+++ EXTRACTED ENTRIES +++
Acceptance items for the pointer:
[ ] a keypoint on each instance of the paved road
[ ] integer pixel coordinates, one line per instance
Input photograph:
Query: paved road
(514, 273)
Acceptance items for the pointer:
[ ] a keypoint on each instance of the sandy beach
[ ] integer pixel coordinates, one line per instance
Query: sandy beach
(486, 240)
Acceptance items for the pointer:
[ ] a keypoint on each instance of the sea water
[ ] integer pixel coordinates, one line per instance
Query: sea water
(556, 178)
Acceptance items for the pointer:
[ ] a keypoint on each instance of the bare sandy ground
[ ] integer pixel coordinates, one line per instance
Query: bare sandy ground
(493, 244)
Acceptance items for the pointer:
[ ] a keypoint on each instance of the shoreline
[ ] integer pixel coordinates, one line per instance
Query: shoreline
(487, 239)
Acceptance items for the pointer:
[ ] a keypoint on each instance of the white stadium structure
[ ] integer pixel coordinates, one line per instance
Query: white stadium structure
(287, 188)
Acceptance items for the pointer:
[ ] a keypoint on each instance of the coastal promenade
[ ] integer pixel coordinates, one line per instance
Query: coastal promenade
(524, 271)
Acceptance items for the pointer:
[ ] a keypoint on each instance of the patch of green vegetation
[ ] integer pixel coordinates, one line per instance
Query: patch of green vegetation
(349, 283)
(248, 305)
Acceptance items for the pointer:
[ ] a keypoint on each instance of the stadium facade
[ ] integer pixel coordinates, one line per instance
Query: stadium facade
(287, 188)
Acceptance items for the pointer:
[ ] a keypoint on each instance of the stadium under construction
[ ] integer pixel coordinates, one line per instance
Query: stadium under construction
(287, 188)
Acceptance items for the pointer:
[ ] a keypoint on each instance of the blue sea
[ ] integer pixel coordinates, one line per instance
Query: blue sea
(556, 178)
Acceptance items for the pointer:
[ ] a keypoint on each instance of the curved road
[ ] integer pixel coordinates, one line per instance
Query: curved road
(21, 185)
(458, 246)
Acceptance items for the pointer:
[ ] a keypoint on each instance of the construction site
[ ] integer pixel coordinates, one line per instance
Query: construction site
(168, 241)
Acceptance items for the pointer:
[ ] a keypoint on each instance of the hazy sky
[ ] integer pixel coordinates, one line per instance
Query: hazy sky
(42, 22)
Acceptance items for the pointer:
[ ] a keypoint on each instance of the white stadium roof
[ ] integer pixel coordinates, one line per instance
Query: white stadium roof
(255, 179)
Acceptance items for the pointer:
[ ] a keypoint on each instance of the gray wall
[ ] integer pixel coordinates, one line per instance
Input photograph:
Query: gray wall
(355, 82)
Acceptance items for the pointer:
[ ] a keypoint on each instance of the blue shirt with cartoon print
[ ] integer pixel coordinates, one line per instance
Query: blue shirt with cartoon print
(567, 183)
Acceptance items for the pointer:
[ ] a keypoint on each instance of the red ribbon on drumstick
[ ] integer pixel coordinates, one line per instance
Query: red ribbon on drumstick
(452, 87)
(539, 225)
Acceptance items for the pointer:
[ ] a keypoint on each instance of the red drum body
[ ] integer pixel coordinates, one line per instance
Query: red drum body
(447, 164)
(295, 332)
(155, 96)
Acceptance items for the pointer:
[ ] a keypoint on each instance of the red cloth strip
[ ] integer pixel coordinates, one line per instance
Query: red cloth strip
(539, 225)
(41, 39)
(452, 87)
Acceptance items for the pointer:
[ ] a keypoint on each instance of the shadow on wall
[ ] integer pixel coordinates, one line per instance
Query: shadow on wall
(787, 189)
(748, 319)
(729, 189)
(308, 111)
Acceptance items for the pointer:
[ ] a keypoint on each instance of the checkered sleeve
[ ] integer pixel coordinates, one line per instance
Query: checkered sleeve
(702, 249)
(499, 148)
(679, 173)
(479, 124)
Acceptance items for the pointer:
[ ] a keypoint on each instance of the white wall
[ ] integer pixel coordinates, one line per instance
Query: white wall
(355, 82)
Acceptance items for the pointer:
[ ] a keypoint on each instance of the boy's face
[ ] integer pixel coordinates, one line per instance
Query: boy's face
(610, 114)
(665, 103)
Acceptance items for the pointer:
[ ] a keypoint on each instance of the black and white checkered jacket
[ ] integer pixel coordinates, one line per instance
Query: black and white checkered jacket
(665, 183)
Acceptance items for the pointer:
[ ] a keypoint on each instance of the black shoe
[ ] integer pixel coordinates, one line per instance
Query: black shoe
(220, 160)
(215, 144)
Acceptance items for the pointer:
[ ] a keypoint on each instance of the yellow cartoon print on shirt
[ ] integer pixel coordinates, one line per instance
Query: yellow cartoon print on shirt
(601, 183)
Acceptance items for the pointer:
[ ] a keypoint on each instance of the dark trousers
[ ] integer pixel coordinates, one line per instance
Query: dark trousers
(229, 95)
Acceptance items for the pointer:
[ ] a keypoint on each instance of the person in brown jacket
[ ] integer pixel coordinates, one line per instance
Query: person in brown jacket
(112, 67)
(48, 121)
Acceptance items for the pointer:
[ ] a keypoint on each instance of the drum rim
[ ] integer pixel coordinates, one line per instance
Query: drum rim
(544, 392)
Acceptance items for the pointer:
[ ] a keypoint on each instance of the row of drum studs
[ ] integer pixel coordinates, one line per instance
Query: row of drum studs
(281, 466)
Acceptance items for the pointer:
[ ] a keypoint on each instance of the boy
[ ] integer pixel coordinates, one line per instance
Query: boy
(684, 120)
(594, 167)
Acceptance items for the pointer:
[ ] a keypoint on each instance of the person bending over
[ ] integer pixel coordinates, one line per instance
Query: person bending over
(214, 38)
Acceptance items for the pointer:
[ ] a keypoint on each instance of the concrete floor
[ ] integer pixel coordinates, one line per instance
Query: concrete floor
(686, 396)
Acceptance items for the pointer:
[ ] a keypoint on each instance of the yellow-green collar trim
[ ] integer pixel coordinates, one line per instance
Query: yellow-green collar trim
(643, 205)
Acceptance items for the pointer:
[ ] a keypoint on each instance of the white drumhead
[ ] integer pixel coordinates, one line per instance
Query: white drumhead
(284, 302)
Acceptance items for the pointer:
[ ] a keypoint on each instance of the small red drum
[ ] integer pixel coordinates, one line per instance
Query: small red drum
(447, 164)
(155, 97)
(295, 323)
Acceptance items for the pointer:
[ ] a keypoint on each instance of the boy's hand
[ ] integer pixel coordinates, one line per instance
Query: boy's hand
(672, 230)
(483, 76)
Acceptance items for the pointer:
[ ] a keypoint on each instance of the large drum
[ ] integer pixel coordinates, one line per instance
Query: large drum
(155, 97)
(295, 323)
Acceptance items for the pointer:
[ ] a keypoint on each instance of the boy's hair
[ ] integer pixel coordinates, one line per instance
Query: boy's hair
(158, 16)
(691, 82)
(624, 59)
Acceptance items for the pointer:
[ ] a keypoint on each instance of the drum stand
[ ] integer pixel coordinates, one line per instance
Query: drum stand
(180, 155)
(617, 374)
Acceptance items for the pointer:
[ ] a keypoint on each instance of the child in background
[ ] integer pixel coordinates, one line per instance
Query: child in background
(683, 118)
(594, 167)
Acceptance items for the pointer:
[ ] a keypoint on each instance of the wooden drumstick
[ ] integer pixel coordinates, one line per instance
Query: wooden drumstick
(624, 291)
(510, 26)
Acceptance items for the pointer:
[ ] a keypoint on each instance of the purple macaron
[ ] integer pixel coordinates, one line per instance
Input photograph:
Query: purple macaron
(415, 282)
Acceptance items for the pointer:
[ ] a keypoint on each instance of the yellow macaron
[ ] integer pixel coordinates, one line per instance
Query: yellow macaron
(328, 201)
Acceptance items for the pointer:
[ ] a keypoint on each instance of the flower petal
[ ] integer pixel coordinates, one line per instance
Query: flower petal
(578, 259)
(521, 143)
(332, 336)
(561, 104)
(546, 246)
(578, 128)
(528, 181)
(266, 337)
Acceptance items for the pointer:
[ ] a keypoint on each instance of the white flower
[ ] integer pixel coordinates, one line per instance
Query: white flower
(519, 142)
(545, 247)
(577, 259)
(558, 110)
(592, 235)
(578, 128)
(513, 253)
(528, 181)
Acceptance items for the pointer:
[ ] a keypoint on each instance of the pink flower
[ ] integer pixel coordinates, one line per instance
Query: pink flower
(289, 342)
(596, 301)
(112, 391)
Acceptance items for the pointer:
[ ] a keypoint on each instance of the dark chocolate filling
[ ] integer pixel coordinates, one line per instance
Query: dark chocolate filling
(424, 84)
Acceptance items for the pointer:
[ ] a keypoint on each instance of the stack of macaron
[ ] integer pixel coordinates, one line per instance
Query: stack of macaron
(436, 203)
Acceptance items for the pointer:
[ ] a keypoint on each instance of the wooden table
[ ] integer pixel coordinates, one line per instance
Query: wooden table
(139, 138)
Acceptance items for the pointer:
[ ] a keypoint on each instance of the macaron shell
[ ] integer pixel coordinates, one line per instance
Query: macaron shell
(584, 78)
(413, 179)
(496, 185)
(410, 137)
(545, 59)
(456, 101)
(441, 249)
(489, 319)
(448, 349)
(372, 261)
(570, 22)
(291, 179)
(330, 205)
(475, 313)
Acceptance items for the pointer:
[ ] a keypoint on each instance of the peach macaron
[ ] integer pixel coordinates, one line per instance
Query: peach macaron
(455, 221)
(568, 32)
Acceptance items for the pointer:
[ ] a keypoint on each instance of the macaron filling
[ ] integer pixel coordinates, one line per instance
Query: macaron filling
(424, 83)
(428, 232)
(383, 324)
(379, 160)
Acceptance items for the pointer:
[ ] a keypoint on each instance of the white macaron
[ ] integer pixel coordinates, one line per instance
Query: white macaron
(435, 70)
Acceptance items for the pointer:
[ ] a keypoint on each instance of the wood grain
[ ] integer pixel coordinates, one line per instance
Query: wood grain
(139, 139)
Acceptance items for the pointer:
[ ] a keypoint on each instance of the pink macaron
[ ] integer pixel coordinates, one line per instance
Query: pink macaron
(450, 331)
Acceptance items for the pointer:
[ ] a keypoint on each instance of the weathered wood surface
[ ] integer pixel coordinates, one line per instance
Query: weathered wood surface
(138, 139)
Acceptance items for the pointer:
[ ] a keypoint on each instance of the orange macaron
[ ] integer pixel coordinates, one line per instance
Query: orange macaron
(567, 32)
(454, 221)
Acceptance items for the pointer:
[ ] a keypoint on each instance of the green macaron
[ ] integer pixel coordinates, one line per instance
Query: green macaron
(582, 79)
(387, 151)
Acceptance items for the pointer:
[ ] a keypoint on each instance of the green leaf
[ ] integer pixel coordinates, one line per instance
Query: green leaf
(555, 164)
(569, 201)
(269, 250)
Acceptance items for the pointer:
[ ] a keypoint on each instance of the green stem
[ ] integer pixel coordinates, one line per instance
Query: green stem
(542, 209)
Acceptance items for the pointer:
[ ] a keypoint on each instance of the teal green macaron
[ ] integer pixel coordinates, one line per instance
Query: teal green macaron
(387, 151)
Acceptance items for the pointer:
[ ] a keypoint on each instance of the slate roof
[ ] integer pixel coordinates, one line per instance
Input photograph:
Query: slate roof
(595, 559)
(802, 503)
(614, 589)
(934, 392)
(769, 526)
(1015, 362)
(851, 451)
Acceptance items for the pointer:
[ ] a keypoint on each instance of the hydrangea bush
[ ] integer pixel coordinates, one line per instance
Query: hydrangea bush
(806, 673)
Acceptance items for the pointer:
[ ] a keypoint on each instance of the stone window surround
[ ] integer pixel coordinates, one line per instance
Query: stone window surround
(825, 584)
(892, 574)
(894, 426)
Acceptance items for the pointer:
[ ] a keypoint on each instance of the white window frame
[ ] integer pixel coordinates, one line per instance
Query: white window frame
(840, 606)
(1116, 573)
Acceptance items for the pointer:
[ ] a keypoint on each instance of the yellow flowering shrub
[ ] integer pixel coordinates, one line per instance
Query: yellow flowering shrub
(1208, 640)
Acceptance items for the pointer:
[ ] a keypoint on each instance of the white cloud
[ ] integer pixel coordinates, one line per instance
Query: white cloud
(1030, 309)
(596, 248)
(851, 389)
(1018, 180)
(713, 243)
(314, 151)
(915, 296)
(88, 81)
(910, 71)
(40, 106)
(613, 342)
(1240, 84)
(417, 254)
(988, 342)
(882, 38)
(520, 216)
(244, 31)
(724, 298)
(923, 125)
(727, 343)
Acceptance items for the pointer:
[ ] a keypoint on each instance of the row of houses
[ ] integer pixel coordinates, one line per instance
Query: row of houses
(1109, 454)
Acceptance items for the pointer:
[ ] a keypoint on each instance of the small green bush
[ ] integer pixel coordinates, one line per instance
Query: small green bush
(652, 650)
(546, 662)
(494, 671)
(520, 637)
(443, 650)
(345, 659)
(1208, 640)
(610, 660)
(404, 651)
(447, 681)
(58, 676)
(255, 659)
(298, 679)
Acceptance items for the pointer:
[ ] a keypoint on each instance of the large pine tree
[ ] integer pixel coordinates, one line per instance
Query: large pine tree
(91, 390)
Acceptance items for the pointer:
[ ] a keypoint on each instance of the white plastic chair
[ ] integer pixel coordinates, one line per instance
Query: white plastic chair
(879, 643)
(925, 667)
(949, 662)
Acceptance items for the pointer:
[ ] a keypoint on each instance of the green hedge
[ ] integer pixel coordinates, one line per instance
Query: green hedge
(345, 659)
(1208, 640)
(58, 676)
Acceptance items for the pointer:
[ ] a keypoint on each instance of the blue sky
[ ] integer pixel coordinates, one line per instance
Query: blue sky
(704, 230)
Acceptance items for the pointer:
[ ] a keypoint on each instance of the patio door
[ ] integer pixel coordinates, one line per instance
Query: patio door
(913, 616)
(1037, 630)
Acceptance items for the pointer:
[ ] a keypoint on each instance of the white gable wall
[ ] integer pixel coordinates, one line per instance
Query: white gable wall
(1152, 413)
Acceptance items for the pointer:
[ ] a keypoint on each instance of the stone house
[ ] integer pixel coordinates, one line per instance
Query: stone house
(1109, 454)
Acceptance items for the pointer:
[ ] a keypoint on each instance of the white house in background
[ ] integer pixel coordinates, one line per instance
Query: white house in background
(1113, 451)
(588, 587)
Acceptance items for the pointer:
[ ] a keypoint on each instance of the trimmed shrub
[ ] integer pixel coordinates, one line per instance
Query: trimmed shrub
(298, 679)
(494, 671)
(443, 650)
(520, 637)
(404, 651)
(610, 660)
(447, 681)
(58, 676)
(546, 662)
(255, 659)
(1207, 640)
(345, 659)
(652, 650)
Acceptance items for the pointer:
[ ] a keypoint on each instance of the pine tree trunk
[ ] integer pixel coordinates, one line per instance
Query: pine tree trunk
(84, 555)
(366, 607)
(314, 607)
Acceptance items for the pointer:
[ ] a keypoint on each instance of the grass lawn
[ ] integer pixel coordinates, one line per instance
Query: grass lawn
+++
WHAT THIS TASK INVOLVES:
Locate every line in the data above that contains the word "patio" and copy each of those lines in full. Case counts.

RESULT:
[ ] a keypoint on each instance of the patio door
Query: patio door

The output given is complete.